Task goal
Copy the listing below word for word, leaving out the pictures.

## Begin Dataset excerpts

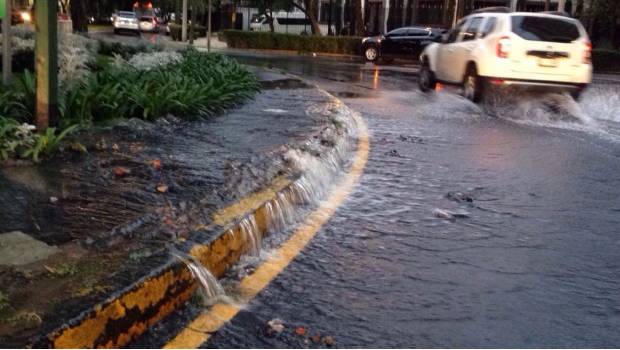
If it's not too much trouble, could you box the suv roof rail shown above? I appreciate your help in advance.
[472,6,512,13]
[541,11,571,17]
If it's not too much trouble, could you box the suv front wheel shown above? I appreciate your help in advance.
[418,62,437,92]
[364,46,379,62]
[463,65,484,103]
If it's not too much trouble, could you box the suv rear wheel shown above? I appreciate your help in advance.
[463,65,484,103]
[364,46,379,62]
[418,61,437,92]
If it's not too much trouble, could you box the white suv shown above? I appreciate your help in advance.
[419,8,592,102]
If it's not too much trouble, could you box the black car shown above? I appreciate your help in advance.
[362,27,443,62]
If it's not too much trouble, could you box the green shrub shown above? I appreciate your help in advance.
[97,40,161,60]
[168,23,207,41]
[0,50,259,162]
[0,117,77,162]
[222,30,361,55]
[60,50,258,125]
[592,49,620,72]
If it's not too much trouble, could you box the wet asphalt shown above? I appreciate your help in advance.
[203,54,620,348]
[104,32,620,348]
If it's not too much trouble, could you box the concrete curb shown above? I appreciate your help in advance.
[29,84,358,348]
[32,178,300,348]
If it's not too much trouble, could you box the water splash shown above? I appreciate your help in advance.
[239,215,263,256]
[172,251,230,305]
[482,86,620,142]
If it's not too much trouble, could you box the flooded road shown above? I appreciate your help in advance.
[196,56,620,348]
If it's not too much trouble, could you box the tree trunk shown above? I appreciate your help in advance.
[265,9,276,33]
[411,0,419,25]
[230,0,237,29]
[353,0,366,36]
[304,0,321,35]
[293,0,321,35]
[71,0,88,33]
[174,0,183,24]
[189,0,198,45]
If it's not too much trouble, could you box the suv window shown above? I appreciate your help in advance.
[512,16,581,43]
[409,28,430,36]
[480,17,497,38]
[461,17,483,41]
[446,19,466,44]
[386,28,407,38]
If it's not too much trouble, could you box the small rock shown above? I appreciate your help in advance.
[323,335,336,346]
[112,166,131,177]
[147,159,161,170]
[295,326,306,336]
[310,334,321,343]
[157,184,168,193]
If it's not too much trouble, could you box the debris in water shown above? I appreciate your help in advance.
[387,149,400,157]
[398,135,424,143]
[112,166,131,177]
[266,318,285,335]
[323,335,336,346]
[446,192,474,203]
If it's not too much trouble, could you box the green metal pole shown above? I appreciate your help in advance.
[0,0,12,85]
[35,0,58,132]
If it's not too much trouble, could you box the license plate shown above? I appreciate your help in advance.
[538,58,558,67]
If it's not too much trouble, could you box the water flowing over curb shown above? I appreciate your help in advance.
[34,93,368,348]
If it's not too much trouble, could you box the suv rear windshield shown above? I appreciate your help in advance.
[512,16,581,43]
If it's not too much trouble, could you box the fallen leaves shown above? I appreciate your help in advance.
[146,159,161,170]
[112,166,131,177]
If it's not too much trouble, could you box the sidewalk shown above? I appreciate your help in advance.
[0,70,354,347]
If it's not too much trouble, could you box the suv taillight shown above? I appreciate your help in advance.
[583,42,592,64]
[495,36,510,58]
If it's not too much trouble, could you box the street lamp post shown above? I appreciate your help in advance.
[181,0,188,42]
[207,0,211,52]
[35,0,58,132]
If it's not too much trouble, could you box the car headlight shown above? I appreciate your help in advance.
[19,11,32,22]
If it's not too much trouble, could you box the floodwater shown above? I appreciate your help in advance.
[197,55,620,348]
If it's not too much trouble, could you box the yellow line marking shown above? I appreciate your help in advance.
[213,176,291,226]
[164,108,370,349]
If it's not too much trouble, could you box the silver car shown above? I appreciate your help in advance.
[113,11,140,34]
[140,16,157,32]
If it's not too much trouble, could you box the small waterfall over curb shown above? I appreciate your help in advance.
[175,95,357,300]
[233,215,263,256]
[172,251,230,305]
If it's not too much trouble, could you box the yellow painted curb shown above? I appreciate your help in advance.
[164,105,370,349]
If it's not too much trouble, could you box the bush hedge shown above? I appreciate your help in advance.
[592,49,620,72]
[169,23,207,41]
[222,30,362,55]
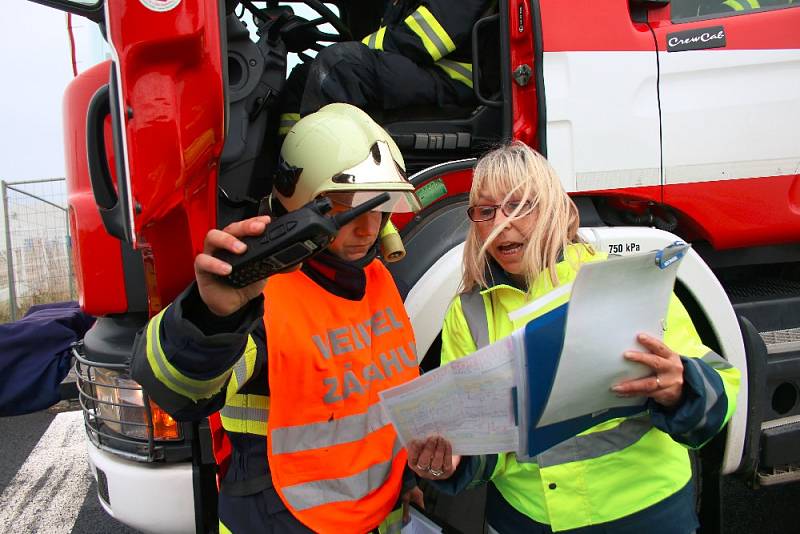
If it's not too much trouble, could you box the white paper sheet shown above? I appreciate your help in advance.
[537,249,678,426]
[380,248,685,455]
[380,337,519,454]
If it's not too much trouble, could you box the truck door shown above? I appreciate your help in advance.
[650,0,800,248]
[536,0,661,199]
[105,0,225,312]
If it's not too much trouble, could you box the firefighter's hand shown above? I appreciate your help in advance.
[194,215,270,317]
[402,486,425,525]
[611,334,683,407]
[406,436,461,480]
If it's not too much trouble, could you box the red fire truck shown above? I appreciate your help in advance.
[28,0,800,532]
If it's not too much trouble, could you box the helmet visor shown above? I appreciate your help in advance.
[322,191,421,213]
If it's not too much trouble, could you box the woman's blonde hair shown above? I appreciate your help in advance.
[462,141,580,292]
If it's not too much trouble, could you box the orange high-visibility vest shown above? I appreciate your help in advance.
[264,261,419,534]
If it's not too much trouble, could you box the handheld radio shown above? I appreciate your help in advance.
[214,193,390,287]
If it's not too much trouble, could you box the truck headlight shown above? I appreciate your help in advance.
[92,367,181,441]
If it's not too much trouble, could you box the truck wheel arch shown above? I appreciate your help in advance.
[400,224,748,474]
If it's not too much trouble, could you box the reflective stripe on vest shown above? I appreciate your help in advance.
[264,261,419,532]
[271,404,389,454]
[403,6,456,61]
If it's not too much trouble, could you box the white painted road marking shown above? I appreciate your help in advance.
[0,411,92,534]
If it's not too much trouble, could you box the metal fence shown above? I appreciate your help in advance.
[0,178,76,323]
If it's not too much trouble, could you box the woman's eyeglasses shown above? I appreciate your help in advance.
[467,200,533,222]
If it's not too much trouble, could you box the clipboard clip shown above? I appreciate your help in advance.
[656,241,689,269]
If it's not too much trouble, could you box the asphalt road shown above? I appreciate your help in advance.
[0,405,800,534]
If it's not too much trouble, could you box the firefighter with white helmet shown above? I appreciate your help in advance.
[132,104,421,532]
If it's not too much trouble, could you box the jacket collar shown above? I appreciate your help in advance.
[301,245,378,300]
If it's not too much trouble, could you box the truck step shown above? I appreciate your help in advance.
[758,465,800,486]
[760,328,800,354]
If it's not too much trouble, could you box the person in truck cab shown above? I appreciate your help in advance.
[408,142,740,534]
[132,104,422,533]
[279,0,496,135]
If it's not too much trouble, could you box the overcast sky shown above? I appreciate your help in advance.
[0,0,86,181]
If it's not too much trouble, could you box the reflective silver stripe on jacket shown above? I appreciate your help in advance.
[459,289,489,349]
[536,414,653,467]
[283,438,403,510]
[270,404,389,454]
[408,10,452,59]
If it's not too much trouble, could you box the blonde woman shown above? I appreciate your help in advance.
[409,142,739,534]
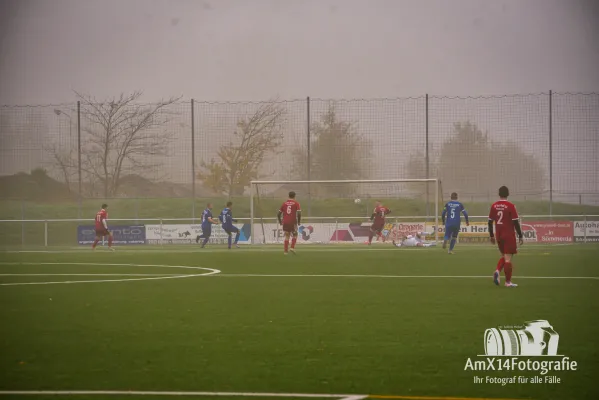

## End Dataset excerpts

Output below
If it's not too much trouble, could you box the suv roof rail shown above? I appreciate your help in advance.
[472,6,512,13]
[541,11,571,17]
If it's not too much trouble, could you box the suv front wheel shown above? I appreciate your help in advance.
[418,62,437,92]
[364,46,379,62]
[463,65,484,103]
If it's not too much trouble, could you box the suv rear wheel shown above? I appreciate your help in advance.
[463,65,484,103]
[364,46,379,62]
[418,61,437,92]
If it's not too much trouble, could you box the white suv shown above? I appreciate your help in advance.
[419,8,592,102]
If it's not too much trouble, could you box the black car shown above? I appreciate your help in advance.
[362,27,443,62]
If it's not too much trouble, could you box the green shrub shown above? I appreciate your help in advance.
[97,40,161,60]
[168,23,207,41]
[0,50,259,162]
[0,117,77,162]
[222,30,361,55]
[60,50,258,125]
[592,49,620,72]
If it's not too much trouble, could you box the wet asphalt shown above? I appreciate your help in advance.
[203,54,620,348]
[104,32,620,348]
If it's not too much trouble, could you box the concrete curb shown above? I appreciate your help in advance.
[29,84,358,348]
[32,178,300,348]
If it's not too much trouble, could you box the water splash shown above? I appreciate your help in advance.
[239,215,263,256]
[172,251,230,305]
[482,86,620,142]
If it's not too much trouble, could you box the flooded road shown above? I appreciate your help in advance.
[196,56,620,348]
If it's not too much trouble, could you box the tree trunk shown above? I appreciate your help in advance.
[265,9,276,33]
[411,0,419,25]
[230,0,237,29]
[353,0,366,36]
[304,0,321,35]
[293,0,321,35]
[71,0,88,33]
[174,0,183,24]
[189,0,198,45]
If it's not too much trouble, could you box the suv window shown above? I appreciate your help in advance.
[512,16,581,43]
[409,28,430,36]
[480,17,497,38]
[461,17,483,41]
[446,19,466,44]
[386,28,407,38]
If it's not too much trouble, could you box the small rock shown above? I appreciate your help in advance.
[323,335,336,346]
[112,166,131,177]
[147,159,161,170]
[295,326,306,336]
[310,334,321,343]
[157,184,168,193]
If it's not too much trouble, could you box the debris in water shown above? I appreciate your help in advance.
[387,149,400,157]
[398,135,424,143]
[112,166,131,177]
[266,318,285,335]
[323,335,336,346]
[446,192,474,203]
If it's not too much trouble, could you box the green metal pole shown above? I appreciate your help in advance.
[0,0,12,85]
[35,0,58,132]
If it's not too much trouble, could you box the license plate shown above? I appreciate your help in advance.
[538,58,558,67]
If it's not too much trouble, could you box the water flowing over curb shown above? I appreciate your help in advance.
[34,93,368,348]
If it's not too much trouble, could you box the suv rear windshield shown above? I appreciate your help in advance.
[512,16,581,43]
If it's not too much trouble, could you box the fallen leaves shown above? I appreciate your help in advance.
[146,159,161,170]
[112,166,131,177]
If it's not too much trouble, could you box the sidewalk shown above? I appreciate your help in advance.
[0,70,354,347]
If it's not too much trouble, could you box the suv taillight shown above? I appreciate your help in advance.
[583,42,592,64]
[495,36,510,58]
If it's not too much trouble, could you box the street lamp post shown above? I appreciate your help in advance.
[181,0,188,42]
[207,0,211,52]
[35,0,58,132]
If it's not too much trouble, could you box the car headlight shown above? I appreciate your help in advance.
[19,11,32,22]
If it's not too much trouble, could you box the floodwater shown above? I appreciate your help in advance.
[197,55,620,348]
If it's not too much trouble, could you box the yellow line marking shown above? I appreciate your help in advance.
[213,176,291,226]
[164,108,370,349]
If it's not too much trouble, could you box the silver car shown above? I appreciate your help in advance.
[113,11,140,34]
[140,16,157,32]
If it's not too much trouble, could you box the small waterfall over curb shown above? I appreciate your help in advance.
[175,95,357,300]
[233,215,263,256]
[172,251,230,305]
If it's not too much trouble, could you box the yellow painted curb shown above? I appreciate your help in advance.
[164,105,370,349]
If it's not too much trouble, could you box the bush hedge shown above? I appreciate your help in advance.
[592,49,620,72]
[169,23,207,41]
[222,30,362,55]
If it's not too much trouble, could you box the white paper sheet shown above? I appreciate your help in advance.
[537,249,678,426]
[380,248,685,455]
[380,337,519,454]
If it's not too much trouble, could you box the truck door shown above? I appreciate your help in advance.
[650,0,800,248]
[536,0,661,199]
[105,0,225,312]
If it's not too much trouble, could you box the firefighter's hand shown above? I appreciate your help in advance.
[194,215,270,317]
[402,486,425,525]
[611,334,683,407]
[406,436,461,480]
If it's not too much trouble, could you box the red fire truck shown above? I appreciate your help in advance.
[28,0,800,532]
If it's not too much trouble, could you box the helmet visor shown above? I appreciate your help in advance.
[322,191,421,213]
If it's not too much trouble, could you box the woman's blonde hair shown above? I appreciate your help in advance.
[462,141,580,292]
If it's not too much trouble, could you box the orange high-visibility vest shown above? I appreciate your help in advance.
[264,261,419,534]
If it's not too much trouble, could you box the handheld radio shown above? I appreciate your help in advance.
[214,193,390,287]
If it's not too much trouble, could you box the truck headlight shown above? I appreciate your help in advance.
[92,367,181,441]
If it's not too much trouble, could you box the truck wheel arch shown above? I appreciate your help in advance.
[400,224,748,474]
If it's not too much trouble, could you box the reflective stripe on vest shown above? I appreciate your help in advance.
[264,261,419,532]
[271,404,389,454]
[403,6,456,61]
If it's not too much trouble, could you box the white painted road marking shown above? I appreciate your help in advance.
[0,411,92,534]
If it's not too much trouble, could you box the metal fence shown above? I appreciate your help in advance.
[0,178,76,323]
If it's not too much trouble, could you box the woman's eyeglasses shown above? I appreciate your help in advance.
[467,200,533,222]
If it's not too much trouble, could you box the clipboard clip shown above? I appreciate your help in advance.
[656,241,689,269]
If it's not too much trouble, could you box the asphalt road shown above? I appreciate your help in advance.
[0,405,800,534]
If it's not too much trouble, could you box the firefighter with white helmet shown above? I appreciate your help in advance.
[132,104,421,532]
If it's not too much trouble, could you box the jacket collar shown above? I appreciate your help in advance.
[301,245,378,300]
If it's not too much trouble, could you box the truck step shown above? I appreciate your help in advance.
[758,465,800,486]
[760,328,800,354]
If it's not too much trouble, could you box the person in truck cab shown above? I appreciate your help in advance.
[408,142,740,534]
[132,104,422,533]
[279,0,496,135]
If it's not too much trouble, could you box the overcast sky shown above? I appreciate your help in advance.
[0,0,86,181]
If it's not too much trouble, could you box the reflective silver stripe on jacket shown above? I appreciate your help in advance.
[459,289,489,349]
[536,414,653,467]
[283,438,403,510]
[270,404,389,454]
[408,10,452,59]
If it's not too much trouble, could you box the blonde woman shown above? I appreciate your help in advance.
[409,142,739,534]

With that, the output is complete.